Exercise brief:
Whenever a line of the data below holds the string "positive", copy that line.

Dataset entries
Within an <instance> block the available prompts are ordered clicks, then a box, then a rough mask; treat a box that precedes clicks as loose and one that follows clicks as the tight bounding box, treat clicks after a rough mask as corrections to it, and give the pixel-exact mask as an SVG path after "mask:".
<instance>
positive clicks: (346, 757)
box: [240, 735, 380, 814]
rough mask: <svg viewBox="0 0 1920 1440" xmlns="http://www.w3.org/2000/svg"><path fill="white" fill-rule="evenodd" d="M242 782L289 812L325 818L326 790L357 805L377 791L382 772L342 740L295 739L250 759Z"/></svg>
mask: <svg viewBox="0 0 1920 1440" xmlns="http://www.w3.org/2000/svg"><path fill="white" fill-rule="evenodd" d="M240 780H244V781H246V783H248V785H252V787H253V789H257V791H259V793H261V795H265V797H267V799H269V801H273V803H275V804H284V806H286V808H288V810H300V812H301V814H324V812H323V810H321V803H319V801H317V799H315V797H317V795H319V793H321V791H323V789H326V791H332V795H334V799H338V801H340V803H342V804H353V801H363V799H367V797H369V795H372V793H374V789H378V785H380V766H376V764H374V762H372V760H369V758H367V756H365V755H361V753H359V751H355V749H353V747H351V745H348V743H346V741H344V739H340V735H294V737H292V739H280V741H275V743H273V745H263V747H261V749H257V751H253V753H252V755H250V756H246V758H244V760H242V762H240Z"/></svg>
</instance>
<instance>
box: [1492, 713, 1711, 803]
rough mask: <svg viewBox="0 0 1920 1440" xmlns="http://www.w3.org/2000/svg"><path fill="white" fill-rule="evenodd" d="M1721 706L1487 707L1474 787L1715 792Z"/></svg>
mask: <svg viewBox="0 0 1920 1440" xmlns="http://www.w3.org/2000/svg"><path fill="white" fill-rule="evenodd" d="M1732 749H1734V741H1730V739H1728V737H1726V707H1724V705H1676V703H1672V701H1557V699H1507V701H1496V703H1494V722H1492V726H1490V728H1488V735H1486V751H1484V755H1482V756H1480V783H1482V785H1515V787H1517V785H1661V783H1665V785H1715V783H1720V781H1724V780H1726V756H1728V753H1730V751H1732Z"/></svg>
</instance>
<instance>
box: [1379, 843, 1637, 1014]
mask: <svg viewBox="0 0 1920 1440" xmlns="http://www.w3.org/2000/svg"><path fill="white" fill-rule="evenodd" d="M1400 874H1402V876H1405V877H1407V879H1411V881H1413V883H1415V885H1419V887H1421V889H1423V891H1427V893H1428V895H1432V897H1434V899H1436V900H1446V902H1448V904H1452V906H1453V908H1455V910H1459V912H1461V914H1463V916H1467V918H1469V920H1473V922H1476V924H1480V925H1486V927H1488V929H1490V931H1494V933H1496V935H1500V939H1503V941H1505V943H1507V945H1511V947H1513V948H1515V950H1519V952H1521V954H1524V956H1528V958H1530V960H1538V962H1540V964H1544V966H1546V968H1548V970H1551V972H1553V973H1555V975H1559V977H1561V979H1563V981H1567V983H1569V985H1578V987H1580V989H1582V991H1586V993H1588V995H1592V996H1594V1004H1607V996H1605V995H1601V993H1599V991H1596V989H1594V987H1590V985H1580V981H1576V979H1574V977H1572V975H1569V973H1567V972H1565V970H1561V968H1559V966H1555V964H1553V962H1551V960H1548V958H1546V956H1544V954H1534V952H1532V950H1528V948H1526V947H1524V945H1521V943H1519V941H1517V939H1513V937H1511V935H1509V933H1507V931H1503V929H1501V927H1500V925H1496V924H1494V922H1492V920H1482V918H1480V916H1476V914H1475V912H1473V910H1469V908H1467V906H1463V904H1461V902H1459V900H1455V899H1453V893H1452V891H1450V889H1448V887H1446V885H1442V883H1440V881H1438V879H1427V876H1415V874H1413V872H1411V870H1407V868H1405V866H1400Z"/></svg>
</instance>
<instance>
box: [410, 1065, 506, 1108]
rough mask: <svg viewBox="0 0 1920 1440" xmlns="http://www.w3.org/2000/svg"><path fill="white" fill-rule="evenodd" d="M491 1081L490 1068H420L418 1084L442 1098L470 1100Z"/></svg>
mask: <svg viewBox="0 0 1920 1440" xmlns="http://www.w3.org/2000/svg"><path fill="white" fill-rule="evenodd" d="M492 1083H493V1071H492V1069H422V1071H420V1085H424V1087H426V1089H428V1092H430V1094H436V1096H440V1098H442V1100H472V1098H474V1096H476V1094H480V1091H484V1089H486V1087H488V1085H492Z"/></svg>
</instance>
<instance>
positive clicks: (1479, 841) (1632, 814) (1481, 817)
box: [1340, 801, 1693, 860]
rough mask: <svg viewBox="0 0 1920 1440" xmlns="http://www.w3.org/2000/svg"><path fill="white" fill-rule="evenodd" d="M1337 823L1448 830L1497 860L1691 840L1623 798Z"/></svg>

Solution to this problem:
positive clicks: (346, 757)
positive clicks: (1479, 841) (1632, 814) (1481, 817)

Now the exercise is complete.